▸ **Provided text**:
########

Alita Nandi wrote:
Hello,
Thanks for your query. I have passed on your concern to the income team.
About your question, "In this case, is it harmful to top-code the final total monthly income given that not all components are effectively top-coded and there are some very extreme values?" The answer depends on what you are trying to do in your analysis. For example, if you are using income as an explanatory variable then you could use income quantiles, then the very high incomes (including top-coded ones) will be in the same highest income category. Whether only components or the total income is top-coded will not matter.
But note that top-coding is done only to reduce disclosure risks. In many analyses this is not a problem. But if in your analysis precise income values are needed, then you should apply for the Special License version of the data where these variables are not top-coded. https://beta.ukdataservice.ac.uk/datacatalogue/studies/study?id=6931
Best wishes,
Understanding Society User Support
Alita Nandi wrote:
Hello,
Thanks for your query. I have passed on your concern to the income team.
About your question, "In this case, is it harmful to top-code the final total monthly income given that not all components are effectively top-coded and there are some very extreme values?" The answer depends on what you are trying to do in your analysis. For example, if you are using income as an explanatory variable then you could use income quantiles, then the very high incomes (including top-coded ones) will be in the same highest income category. Whether only components or the total income is top-coded will not matter.
But note that top-coding is done only to reduce disclosure risks. In many analyses this is not a problem. But if in your analysis precise income values are needed, then you should apply for the Special License version of the data where these variables are not top-coded. https://beta.ukdataservice.ac.uk/datacatalogue/studies/study?id=6931
Best wishes,
Understanding Society User Support
Thanks for your prompt reply.
I will use income as my dependent variable for conditional and unconditional quintile regressions. I was guessing that if some of these values - like top 0.5% - are already very extremes using the top-coded version, with the full-version the problems of right-skewness can only be exaggerated and using quintiles of income as outcomes, these should still be within the same quintile as you were pointing out.
In this sense I was asking if is it harmful or not.
Thanks again for your support!

########

▸ **Short problem 1**:
In the listing, retype the lines from the one holding "written like (13,166)." through the end of the listing, both ends included.

▸ **Given data**:
########

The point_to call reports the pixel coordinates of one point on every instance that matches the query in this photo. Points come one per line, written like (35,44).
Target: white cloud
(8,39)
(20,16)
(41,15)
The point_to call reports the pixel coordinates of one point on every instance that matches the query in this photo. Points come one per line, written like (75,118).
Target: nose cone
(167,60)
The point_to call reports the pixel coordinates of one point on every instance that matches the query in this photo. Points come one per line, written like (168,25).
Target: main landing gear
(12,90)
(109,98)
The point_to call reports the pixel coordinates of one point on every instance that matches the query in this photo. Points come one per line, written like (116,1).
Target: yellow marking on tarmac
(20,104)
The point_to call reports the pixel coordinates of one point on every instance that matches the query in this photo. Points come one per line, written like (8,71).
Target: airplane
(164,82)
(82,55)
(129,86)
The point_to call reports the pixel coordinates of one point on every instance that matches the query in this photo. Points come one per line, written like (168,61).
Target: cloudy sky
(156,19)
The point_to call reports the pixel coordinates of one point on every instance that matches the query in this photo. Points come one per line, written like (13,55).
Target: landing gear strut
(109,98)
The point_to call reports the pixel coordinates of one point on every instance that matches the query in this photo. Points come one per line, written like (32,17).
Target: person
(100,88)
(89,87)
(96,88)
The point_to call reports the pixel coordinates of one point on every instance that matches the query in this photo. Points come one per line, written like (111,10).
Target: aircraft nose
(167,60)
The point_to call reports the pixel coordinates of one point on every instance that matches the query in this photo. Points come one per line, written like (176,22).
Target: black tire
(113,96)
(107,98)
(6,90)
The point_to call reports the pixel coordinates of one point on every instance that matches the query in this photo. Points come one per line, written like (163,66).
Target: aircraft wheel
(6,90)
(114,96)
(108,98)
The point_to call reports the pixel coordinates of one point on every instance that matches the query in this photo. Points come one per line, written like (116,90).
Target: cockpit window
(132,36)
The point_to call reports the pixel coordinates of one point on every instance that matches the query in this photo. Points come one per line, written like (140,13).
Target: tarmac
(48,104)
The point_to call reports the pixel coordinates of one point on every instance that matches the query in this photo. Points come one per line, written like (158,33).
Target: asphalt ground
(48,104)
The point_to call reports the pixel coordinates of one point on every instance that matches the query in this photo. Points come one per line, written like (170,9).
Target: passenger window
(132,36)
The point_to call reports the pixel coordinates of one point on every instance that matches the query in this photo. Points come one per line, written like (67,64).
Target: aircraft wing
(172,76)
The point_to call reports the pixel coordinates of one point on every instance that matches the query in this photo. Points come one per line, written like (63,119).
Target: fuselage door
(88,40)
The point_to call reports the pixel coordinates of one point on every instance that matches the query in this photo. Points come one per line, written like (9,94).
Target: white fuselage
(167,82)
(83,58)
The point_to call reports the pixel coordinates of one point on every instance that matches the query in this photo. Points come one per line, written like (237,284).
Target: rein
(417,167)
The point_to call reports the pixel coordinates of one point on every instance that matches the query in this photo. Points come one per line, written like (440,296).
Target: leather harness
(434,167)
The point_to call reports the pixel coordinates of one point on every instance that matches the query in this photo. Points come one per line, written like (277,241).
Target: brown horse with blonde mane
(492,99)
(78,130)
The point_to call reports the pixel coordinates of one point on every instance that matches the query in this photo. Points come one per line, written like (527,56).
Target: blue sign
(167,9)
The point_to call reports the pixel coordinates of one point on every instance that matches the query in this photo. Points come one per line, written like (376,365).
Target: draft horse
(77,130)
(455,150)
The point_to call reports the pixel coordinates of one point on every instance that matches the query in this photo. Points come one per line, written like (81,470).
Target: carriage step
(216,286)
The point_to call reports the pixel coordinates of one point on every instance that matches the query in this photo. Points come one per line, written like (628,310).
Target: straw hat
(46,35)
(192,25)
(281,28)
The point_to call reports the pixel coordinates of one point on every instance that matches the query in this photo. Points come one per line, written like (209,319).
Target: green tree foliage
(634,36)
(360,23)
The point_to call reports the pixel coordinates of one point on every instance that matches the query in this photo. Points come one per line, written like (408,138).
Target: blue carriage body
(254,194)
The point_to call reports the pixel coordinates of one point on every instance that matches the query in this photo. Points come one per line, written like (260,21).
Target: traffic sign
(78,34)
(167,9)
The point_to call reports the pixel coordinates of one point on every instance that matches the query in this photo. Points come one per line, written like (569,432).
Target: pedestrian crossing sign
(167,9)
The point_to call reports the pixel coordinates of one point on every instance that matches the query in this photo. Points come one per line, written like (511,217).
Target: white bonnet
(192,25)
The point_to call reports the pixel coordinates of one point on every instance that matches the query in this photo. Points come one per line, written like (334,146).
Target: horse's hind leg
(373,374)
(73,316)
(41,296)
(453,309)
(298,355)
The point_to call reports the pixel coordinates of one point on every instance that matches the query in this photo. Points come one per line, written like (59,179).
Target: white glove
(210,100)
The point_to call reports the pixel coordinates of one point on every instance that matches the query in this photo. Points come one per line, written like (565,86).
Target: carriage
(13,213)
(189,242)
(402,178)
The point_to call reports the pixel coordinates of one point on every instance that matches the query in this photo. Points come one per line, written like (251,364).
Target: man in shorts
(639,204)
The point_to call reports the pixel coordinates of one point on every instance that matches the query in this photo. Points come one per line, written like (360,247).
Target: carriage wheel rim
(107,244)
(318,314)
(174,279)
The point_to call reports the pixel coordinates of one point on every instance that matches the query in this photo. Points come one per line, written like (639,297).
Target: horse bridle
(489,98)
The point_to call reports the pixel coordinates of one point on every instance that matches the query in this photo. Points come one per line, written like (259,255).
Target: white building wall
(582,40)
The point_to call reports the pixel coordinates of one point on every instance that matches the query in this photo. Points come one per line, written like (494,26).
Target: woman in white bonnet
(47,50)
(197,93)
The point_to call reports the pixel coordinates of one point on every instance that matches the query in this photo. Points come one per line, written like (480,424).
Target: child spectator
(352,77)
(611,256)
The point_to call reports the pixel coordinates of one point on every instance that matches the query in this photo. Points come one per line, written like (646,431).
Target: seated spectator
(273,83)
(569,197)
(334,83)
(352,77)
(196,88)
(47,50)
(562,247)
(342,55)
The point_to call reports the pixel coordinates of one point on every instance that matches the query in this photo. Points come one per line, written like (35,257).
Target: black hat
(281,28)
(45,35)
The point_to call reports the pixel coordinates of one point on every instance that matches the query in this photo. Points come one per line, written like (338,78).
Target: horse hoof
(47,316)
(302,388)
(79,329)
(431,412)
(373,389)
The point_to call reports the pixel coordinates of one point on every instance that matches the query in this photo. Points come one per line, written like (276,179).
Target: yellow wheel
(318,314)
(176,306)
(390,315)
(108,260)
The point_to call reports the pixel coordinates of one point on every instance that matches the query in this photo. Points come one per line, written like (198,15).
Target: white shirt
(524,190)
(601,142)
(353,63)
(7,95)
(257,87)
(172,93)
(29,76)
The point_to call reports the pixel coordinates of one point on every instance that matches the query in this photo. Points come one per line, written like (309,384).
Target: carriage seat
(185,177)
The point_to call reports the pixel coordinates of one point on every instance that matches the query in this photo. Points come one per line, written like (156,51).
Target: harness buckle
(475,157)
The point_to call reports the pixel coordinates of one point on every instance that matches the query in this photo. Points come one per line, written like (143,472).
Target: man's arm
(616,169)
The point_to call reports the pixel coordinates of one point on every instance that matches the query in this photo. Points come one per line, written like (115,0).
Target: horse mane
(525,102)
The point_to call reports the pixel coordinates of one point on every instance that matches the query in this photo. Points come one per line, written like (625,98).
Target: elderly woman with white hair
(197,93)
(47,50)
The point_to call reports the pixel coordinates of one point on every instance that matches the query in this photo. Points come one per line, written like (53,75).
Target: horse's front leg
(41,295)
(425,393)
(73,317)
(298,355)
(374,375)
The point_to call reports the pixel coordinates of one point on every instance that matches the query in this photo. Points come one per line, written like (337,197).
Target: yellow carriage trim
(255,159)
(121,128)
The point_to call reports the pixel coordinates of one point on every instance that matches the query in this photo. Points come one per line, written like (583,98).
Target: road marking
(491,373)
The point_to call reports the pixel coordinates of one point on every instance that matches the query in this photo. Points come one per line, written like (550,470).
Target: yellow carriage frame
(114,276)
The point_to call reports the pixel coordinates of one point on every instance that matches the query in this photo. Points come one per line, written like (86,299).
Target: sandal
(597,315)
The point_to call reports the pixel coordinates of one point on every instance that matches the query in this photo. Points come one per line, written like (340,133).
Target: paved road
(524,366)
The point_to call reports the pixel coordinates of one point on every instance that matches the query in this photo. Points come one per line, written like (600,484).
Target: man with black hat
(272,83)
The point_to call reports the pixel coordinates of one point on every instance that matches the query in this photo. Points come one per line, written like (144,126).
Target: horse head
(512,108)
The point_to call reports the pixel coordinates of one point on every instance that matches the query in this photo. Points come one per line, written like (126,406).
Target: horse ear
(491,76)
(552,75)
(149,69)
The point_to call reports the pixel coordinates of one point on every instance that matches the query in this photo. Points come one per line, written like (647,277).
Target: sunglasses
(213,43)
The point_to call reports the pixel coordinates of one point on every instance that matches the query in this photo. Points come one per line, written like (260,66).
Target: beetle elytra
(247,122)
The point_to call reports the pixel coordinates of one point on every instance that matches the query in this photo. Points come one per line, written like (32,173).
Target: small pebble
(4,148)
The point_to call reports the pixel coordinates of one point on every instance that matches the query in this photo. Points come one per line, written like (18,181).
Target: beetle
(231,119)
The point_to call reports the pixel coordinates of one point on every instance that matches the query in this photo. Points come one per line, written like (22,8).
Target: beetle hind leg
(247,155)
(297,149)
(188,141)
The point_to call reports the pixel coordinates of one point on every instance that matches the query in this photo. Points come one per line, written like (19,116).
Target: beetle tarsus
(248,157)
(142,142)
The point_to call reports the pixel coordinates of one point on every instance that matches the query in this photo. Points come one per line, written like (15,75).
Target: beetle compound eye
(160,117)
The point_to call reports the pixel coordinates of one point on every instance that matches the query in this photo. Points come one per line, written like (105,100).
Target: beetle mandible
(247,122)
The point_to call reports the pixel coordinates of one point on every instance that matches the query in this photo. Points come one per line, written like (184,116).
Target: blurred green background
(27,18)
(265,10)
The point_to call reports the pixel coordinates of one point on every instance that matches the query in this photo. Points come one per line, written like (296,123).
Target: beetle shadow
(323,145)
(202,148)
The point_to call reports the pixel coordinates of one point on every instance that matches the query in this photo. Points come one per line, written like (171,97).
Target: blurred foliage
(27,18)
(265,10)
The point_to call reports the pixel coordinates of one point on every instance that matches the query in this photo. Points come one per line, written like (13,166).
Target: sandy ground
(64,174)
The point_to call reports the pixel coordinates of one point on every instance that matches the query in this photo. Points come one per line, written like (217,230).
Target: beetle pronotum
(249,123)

########

▸ **Short problem 2**:
According to the forum thread, why is top-coding done?

▸ **Expected output 1**:
The point_to call reports the pixel coordinates of one point on every instance that matches the query in this photo. Points come one per line, written like (13,166).
Target: sandy ground
(64,174)
The point_to call reports the pixel coordinates of one point on every instance that matches the query in this photo. Points come one per line, written like (217,230).
Target: beetle pronotum
(249,123)

▸ **Expected output 2**:
Only to reduce disclosure risks.